• **Fragmento del documento**

--------------------

En este contexto, resulta evidente la necesidad y conveniencia de configurar un espacio común que actualice el Estado social y democrático de derecho a lo que hoy se precisa, y que no es el mismo de hace 40 años. Las divisiones históricas existen, pero ahora ya no están tan ligadas a las ideas como a las ansias de protagonismo y reconocimiento de unos dirigentes que se pelean a codazos para salir en la foto o hacerse con el control del partido. Es decir, se aprecia un evidente anquilosamiento del pensamiento político de izquierdas, incompatible con la urgencia de las nuevas necesidades de la ciudadanía y del planeta, que evolucionan a un ritmo mucho más ágil que los discursos en el seno de las estructuras políticas partidarias. Vivimos, sin embargo, tiempos de excepción y las situaciones extremas, como es el caso de la pandemia que ha asolado el mundo, traen también visiones diferentes. Hay un caso político ejemplar como es Portugal, país donde el conservador Partido Socialdemócrata (psd), la primera fuerza política de la oposición, remitió una carta a sus militantes en la que expresaba que atacar al Gobierno socialista de António Costa en tiempos de dificultad por la covid-19 no sería patriótico, posicionándose públicamente en apoyo a las acciones del Gobierno contra la enfermedad. En España la unión de la coalición progresista que compone el Ejecutivo ha actuado en común, pese a sus diferencias y a los intentos descarados de la derecha por sembrar discordia entre las dos formaciones que integran el Gobierno. La gran diferencia está en la derecha española, a años luz de la de Portugal, pues aquí se ha preocupado de agredir, insultar y difamar de continuo al Gobierno español sumido en una dura situación de muerte y carencias, sin tiempo ni energías que desperdiciar en rebatir tanta insensatez de quienes aprovechan la desgracia ajena para sacar rédito político.

--------------------

• **Datos proporcionados**

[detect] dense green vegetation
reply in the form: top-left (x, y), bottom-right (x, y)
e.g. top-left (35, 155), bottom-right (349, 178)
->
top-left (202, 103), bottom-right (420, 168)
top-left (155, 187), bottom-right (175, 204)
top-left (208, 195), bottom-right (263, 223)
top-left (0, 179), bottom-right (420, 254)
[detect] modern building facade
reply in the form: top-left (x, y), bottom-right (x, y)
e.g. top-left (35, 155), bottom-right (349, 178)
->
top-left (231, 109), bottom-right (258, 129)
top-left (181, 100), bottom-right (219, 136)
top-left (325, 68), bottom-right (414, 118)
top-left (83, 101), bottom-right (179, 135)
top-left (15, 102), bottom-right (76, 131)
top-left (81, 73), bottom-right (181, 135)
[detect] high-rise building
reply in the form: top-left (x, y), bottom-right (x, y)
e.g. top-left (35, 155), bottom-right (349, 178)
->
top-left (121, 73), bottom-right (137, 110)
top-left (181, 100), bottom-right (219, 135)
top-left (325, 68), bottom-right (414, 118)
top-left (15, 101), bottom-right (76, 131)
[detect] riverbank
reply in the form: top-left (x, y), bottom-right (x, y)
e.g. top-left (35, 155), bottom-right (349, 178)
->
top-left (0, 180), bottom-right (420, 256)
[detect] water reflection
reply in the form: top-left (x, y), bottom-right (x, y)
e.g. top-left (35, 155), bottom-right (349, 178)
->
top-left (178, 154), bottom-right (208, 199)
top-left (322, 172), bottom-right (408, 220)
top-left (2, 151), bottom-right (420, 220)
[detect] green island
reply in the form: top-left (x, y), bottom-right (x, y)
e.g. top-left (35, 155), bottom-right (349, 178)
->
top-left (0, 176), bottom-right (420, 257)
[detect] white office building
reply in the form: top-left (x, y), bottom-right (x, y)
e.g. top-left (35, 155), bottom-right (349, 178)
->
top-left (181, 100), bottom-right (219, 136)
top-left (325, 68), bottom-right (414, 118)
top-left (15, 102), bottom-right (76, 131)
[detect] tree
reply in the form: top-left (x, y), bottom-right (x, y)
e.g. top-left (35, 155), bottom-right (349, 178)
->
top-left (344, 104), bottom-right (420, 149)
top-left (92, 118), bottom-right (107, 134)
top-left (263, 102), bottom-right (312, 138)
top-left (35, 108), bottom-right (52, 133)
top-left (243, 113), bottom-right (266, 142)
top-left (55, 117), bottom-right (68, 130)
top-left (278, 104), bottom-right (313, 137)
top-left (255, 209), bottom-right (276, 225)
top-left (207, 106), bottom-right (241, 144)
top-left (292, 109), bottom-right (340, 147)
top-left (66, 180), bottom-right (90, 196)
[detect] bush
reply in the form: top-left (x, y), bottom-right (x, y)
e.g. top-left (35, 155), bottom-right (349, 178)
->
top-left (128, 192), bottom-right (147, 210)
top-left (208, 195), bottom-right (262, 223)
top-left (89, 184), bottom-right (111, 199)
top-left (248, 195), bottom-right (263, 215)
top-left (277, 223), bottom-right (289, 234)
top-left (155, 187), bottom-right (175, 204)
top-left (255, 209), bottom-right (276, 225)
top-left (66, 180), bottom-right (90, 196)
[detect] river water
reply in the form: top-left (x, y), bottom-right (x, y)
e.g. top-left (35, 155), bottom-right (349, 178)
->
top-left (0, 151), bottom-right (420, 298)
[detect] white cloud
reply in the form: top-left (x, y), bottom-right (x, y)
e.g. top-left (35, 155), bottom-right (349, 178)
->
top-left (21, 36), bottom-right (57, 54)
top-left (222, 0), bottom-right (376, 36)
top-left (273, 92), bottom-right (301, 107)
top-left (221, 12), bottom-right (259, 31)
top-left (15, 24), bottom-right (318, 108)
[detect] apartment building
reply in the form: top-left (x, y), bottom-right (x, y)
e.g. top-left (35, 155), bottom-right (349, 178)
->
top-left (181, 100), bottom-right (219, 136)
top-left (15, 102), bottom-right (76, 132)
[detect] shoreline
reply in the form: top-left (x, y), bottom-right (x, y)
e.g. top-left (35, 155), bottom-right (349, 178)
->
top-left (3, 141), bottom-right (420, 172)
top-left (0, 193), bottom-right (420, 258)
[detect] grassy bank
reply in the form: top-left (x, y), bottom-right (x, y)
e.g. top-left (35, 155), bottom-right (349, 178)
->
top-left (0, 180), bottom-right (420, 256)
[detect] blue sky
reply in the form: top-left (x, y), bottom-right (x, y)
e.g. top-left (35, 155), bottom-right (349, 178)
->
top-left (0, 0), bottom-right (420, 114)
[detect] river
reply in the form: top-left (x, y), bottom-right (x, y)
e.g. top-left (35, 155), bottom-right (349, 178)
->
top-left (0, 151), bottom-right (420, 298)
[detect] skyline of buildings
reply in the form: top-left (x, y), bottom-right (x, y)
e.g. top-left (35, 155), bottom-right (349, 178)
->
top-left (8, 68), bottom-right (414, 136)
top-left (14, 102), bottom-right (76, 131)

--------------------

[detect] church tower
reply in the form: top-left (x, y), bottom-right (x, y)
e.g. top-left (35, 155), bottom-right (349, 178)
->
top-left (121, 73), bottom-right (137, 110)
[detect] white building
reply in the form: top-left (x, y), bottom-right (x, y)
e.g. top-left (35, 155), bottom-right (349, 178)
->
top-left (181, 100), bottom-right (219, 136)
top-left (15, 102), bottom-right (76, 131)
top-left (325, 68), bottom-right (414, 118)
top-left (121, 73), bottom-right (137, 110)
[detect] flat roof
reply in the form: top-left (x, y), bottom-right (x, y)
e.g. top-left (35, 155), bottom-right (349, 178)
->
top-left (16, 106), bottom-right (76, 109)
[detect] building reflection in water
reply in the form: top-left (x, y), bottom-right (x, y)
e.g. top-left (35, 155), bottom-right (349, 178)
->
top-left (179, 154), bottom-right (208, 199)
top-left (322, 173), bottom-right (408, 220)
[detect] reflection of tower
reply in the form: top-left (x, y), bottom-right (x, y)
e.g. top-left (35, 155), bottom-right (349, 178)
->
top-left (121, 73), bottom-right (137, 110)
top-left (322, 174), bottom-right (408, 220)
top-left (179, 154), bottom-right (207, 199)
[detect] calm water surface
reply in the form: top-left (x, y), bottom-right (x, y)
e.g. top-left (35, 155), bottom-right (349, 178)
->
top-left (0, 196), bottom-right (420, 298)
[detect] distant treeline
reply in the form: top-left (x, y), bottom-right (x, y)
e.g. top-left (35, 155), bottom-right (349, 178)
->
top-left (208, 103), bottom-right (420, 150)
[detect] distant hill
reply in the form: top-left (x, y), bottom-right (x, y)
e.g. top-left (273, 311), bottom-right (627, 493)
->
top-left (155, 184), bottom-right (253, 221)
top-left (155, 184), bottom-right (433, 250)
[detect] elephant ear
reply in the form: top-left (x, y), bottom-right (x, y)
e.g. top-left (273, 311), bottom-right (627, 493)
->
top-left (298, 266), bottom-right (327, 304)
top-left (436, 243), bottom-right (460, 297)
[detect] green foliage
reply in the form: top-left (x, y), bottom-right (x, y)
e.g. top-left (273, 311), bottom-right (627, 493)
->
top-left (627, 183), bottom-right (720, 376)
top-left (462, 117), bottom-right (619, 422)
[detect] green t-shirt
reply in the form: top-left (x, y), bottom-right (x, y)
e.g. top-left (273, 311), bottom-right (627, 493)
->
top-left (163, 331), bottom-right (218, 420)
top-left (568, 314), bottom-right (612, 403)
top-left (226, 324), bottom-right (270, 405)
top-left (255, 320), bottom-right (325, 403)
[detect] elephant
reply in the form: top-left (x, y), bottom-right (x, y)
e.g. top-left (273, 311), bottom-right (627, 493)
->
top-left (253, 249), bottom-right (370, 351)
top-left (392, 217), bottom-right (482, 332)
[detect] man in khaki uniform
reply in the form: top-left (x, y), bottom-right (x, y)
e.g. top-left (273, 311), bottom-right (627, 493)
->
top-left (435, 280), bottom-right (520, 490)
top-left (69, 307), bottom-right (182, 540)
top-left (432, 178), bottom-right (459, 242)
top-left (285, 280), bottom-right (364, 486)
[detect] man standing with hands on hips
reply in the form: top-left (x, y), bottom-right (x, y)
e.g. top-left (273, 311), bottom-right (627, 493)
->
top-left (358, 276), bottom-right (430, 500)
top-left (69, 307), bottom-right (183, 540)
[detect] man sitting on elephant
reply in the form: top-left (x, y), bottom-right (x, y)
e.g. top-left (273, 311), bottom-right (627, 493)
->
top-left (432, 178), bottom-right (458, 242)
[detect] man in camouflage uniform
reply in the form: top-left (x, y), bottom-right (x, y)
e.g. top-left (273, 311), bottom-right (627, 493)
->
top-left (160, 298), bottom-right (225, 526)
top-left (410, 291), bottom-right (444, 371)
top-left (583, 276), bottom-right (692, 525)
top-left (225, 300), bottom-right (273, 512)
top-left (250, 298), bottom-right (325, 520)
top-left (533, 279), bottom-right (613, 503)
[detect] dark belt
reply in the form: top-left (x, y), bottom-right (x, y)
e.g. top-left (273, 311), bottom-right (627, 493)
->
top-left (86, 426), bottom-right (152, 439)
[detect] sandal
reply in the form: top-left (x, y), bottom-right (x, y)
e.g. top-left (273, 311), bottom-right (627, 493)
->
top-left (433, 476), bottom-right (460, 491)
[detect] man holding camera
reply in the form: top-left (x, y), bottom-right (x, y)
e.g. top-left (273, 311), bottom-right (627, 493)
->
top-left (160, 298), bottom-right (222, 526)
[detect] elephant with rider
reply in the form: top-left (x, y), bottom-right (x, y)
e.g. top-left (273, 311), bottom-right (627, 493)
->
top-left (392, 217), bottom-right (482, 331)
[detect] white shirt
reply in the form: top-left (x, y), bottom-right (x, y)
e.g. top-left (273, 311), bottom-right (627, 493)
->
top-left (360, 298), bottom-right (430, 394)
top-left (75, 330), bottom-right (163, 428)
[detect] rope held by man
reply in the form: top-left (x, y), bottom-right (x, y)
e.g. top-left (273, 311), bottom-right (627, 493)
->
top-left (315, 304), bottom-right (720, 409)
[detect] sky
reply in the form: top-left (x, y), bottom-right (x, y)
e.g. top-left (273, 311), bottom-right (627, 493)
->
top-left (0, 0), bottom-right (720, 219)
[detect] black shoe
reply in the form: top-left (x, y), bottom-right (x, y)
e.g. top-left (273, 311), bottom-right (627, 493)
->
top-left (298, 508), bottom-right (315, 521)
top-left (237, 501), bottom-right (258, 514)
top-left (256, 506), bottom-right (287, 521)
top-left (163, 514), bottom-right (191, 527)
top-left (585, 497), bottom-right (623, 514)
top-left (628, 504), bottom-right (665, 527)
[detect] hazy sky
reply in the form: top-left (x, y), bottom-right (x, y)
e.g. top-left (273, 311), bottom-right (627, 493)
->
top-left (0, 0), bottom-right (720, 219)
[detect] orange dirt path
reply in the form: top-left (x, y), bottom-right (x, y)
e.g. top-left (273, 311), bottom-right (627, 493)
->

--------------------

• **Consigna del ejercicio**
Prolonga el fragmento sobre la izquierda política y la pandemia en España y Portugal, empezando justo después de su última oración.

• **Espacio de respuesta**
Hemos visto cómo en nuestro país, en tiempos difíciles, es cada vez mayor la separación entre las necesidades reales y la forma de subvenirlas desde la política tradicional, lo que se acaba traduciendo en una especie de hastío y desconfianza de la población. Queda así libre un espacio para que otros, y no del mismo segmento ideológico, sino precisamente del contrario, lo ocupen de forma inmediata. Me refiero a la ultraderecha y al “neo” fascismo que aprovechan esas contradicciones mediante un discurso emocional, efectista y facilón que, por ello, captura la frustración y el descontento de amplios sectores sociales, ofreciendo supuestas “soluciones” igualmente fáciles e inmediatas, que son asumidas automáticamente y sin cuestionamiento alguno. Se proclama la necesidad de hacer cosas, pero se omite la construcción de las políticas precisas para conseguirlo. Se habla de las necesidades, que por otra parte son obvias, y se proclama la urgencia de satisfacerlas, pero ahí se agota la acción.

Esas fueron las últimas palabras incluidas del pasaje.